| Istruzioni |
Riporta fedelmente il passo del testo sull'ordinanza della Cassazione che va da "E’ corretta, dunque, l’applicazione" a "1190, Rv. 633974-01).", entrambi inclusi.

| Testo riportato |
'''
La Suprema Corte sancisce che la CTU ha funzione percipiente se verte su elementi già allegati e che lo 0,5% di invalidità determinato non è invalidità permanente.

La vicenda è stata decisa dalla Corte di Cassazione (Sez. VI, Ordinanza n.13736/2020) la quale ha statuito che anche quando la CTU può costituire fonte oggettiva di prova, è necessario che le parti deducano i fatti e gli elementi specifici posti a fondamento delle rispettive domande.

A fronte di un sinistro stradale avvenuto nel 2014 la danneggiata adisce dapprima il Giudice di Pace di Napoli e successivamente il Tribunale di Napoli in funzione di Giudice d’appello onde ottenere il risarcimento dei danni fisici.

Il Giudice di primo grado rigettava le domande della donna per insussistenza di danno risarcibile in considerazione del fatto che la CTU stimava nello 0,5% i postumi di invalidità permanente subiti e una invalidità temporanea parziale nella misura del 75% per quattro giorni.

Il Giudice d’appello, invece, pur non riconoscendo nulla a titolo di danno biologico poiché  lo 0,5% costituisce un valore non previsto nelle Tabelle e non rilevante ai fini Medico-legali, riconosceva e liquidava il ristoro per il periodo di invalidità temporanea parziale.

La donna ricorre in Cassazione lamentando il mancato riconoscimento del danno emergente e del postumo di invalidità permanente stimato nello 0,5%.

La Suprema Corte ritiene il ricorso inammissibile e avvalora le motivazione del Giudice d’appello sostenendo che “il giudice d’appello ha chiarito, in modo argomentato, le ragioni che l’hanno portato a disattendere le risultanze dell’espletata consulenza in ragione dell’individuazione di una percentuale (0,5%) di invalidità permanente ignota, oltre che al sistema tabellare, alla stessa medicina legale”.

E’ corretta, dunque, l’applicazione del principio secondo cui “in tema di risarcimento del danno, è possibile assegnare alla consulenza tecnica d’ufficio ed alle correlate indagini peritali funzione “percipiente””, ma a condizione che “essa verta su elementi già allegati dalla parte, ma che soltanto un tecnico sia in grado di accertare, per mezzo delle conoscenze e degli strumenti di cui dispone” (Cass. Sez. 2, sent. 22 gennaio 2015, n. 1190, Rv. 633974-01).

Specificano inoltre gli Ermellini che, anche se la consulenza può costituire essa stessa fonte oggettiva di prova, rimane sempre necessario che le parti deducano i fatti e gli elementi specifici.  

E che, in ogni caso, l’omesso esame della CTU sussiste solo se la sentenza impugnata non indica le ragioni per cui ha ritenuto errate le conclusioni del Consulente d’Ufficio, ovverosia gli elementi probatori, i criteri di valutazione e gli argomenti logico-giuridici usati per adottare la decisione con essi contrastante.

In definitiva, in tema di risarcimento del danno, è possibile assegnare alla Consulenza Tecnica d’Ufficio, e alle correlate indagini peritali, funzione percipiente a condizione che essa verta su elementi già allegati dalla parte, ma che soltanto un Tecnico sia in grado di accertare mediante le conoscenze e gli strumenti di cui dispone.

Per tali ragioni, la Suprema Corte ha dichiarato il ricorso inammissibile e condannato  la ricorrente al pagamento dell’ulteriore importo a titolo di contributo unificato.
'''
| Materiale di partenza |
'''
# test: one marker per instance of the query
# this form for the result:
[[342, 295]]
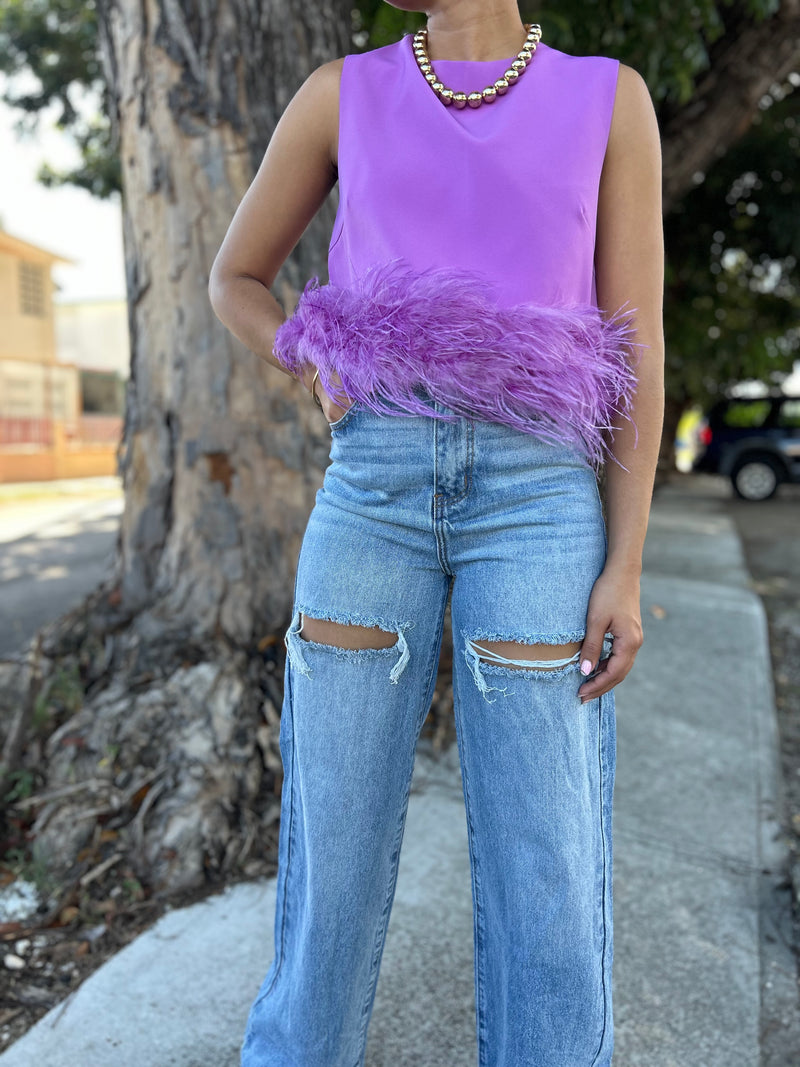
'''
| Esercizio svolto |
E’ corretta, dunque, l’applicazione del principio secondo cui “in tema di risarcimento del danno, è possibile assegnare alla consulenza tecnica d’ufficio ed alle correlate indagini peritali funzione “percipiente””, ma a condizione che “essa verta su elementi già allegati dalla parte, ma che soltanto un tecnico sia in grado di accertare, per mezzo delle conoscenze e degli strumenti di cui dispone” (Cass. Sez. 2, sent. 22 gennaio 2015, n. 1190, Rv. 633974-01).